## Directions for this task
Copy word for word each line from the one that has "stainless steel oven" to the last line of the records, with no other lines.

[Information provided]

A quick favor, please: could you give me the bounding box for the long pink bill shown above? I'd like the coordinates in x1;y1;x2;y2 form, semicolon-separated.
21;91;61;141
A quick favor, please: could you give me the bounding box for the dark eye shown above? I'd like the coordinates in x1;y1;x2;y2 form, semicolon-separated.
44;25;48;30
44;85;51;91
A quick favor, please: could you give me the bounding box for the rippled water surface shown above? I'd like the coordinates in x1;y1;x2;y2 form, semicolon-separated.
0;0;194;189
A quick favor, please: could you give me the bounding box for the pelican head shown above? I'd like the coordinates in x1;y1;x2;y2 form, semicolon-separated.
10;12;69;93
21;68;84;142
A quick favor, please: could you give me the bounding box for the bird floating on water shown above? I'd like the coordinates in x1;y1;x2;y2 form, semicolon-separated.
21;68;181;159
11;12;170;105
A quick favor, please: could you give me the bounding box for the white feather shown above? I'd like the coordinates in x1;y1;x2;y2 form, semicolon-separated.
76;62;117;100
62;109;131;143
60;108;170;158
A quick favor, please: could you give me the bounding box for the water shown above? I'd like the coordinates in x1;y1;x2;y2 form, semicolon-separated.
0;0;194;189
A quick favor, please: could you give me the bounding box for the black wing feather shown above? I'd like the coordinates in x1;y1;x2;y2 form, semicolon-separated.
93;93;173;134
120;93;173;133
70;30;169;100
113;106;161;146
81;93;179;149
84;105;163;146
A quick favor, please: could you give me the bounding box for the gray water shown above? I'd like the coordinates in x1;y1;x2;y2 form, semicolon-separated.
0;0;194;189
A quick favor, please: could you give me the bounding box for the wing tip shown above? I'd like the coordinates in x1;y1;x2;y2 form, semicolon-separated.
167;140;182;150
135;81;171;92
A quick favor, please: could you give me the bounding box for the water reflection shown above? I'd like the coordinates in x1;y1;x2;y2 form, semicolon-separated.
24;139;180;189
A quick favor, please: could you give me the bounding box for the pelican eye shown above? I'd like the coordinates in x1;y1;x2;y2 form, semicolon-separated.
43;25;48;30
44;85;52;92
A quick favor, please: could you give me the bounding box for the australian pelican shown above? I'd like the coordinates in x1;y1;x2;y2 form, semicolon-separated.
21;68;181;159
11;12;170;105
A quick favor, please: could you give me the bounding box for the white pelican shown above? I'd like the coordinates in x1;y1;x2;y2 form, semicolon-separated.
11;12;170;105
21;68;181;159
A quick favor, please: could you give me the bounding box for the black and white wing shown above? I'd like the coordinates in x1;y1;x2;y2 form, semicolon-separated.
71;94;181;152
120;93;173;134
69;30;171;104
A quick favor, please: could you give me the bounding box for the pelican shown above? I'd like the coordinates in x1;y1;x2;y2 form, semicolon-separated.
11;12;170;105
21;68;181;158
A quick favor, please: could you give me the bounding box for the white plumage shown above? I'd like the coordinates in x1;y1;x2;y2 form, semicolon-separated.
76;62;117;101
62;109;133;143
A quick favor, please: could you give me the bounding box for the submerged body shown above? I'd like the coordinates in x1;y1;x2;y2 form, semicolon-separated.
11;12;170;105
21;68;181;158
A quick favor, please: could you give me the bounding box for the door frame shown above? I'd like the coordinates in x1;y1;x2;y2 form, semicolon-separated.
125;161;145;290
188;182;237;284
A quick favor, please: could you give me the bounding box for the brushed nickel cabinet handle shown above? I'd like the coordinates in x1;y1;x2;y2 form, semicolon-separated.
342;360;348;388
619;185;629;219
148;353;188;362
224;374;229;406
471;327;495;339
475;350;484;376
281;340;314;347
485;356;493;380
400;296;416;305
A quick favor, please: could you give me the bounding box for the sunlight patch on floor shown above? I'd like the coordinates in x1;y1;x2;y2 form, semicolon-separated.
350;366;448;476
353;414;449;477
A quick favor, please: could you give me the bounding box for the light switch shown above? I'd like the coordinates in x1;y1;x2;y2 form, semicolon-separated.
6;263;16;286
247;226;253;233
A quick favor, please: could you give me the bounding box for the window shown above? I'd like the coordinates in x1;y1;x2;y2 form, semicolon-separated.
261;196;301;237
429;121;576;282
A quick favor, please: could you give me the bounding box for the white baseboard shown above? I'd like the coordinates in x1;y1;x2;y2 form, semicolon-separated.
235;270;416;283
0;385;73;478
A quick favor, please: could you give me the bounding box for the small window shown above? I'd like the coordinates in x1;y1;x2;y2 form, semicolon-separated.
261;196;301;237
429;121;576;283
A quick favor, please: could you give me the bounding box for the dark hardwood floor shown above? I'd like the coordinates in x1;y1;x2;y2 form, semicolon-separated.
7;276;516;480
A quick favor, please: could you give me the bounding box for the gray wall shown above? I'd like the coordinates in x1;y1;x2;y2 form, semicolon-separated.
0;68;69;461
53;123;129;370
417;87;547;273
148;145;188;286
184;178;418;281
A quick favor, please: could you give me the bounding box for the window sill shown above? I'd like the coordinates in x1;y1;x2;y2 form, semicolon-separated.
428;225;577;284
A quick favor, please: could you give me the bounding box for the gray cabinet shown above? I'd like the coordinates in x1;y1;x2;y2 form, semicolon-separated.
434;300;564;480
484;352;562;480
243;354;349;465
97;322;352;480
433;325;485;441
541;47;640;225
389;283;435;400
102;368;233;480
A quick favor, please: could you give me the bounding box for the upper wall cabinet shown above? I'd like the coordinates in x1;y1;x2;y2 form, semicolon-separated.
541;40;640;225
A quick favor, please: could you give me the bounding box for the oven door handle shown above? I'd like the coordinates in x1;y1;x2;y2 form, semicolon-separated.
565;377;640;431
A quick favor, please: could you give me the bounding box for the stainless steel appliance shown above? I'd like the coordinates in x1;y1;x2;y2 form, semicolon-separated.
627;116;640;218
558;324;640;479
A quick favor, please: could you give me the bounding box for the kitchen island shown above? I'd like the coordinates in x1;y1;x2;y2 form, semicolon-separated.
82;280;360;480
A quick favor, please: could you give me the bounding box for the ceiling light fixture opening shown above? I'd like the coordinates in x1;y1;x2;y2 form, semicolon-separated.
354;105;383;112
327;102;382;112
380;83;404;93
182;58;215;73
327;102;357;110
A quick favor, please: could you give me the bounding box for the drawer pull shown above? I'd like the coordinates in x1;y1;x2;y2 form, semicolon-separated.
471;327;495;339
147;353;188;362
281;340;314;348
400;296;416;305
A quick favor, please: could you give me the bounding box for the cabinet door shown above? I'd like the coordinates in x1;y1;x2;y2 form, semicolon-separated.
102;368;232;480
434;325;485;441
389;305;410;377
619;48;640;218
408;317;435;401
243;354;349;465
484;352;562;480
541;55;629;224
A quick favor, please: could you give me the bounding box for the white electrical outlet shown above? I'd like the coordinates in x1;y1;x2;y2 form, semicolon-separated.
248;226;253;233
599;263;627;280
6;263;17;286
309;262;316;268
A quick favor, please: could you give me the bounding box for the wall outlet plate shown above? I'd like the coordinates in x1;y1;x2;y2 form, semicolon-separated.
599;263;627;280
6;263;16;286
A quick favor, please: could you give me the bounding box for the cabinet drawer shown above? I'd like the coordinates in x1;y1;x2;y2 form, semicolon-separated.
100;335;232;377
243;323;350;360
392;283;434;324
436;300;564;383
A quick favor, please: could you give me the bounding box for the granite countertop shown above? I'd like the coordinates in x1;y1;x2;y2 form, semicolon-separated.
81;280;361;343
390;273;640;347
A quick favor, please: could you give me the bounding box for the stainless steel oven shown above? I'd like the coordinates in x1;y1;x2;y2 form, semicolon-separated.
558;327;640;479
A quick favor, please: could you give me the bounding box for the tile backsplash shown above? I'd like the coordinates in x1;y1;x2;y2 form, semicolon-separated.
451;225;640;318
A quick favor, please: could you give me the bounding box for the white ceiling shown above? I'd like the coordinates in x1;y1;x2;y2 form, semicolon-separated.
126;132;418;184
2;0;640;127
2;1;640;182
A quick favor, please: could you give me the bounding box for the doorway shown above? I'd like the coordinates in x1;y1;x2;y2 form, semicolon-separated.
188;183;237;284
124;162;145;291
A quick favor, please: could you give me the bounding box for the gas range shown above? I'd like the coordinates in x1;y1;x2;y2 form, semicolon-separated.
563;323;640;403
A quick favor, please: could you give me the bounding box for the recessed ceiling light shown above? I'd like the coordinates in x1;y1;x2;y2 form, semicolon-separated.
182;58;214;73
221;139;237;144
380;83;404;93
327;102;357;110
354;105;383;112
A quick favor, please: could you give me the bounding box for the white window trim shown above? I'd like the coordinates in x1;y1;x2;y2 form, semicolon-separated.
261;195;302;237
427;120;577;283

[/Information provided]

## Solution
A quick favor, please: could you give me the bounding box for the stainless steel oven shown above? I'd like the coordinates in x1;y1;x2;y2 form, semicolon-separated.
558;327;640;479
A quick favor, please: could you give me the bounding box for the tile backsplash shown above? I'd like the coordinates in x1;y1;x2;y2 form, semicolon-separated.
451;225;640;318
A quick favor, please: could you give me the bounding box for the white ceiling shown above? I'd like the coordinates in x1;y1;x2;y2 form, semicolon-separated.
126;132;418;184
2;0;640;127
2;1;640;182
A quick favor, please: could you give me the bounding box for the doorway shown above? I'd like the coordinates in x1;y1;x2;y2 form, semicolon-separated.
188;183;237;284
124;162;145;291
A quick favor, please: could you give me the bounding box for the gas range shown above? I'd like the coordinates in x1;y1;x2;y2 form, semicolon-separated.
563;323;640;403
A quick favor, please: could you give me the bounding box for the recessed ceiling light shown above? I'd like the coordinates in x1;y1;x2;y2 form, semicolon-separated.
182;58;214;73
221;139;237;144
380;83;404;93
327;102;357;110
354;105;383;112
A quick favor, please: could you give me the bounding box for the white window trim shown above? I'd like the coordinates in x1;y1;x2;y2 form, semicolon-separated.
261;195;302;237
427;120;577;283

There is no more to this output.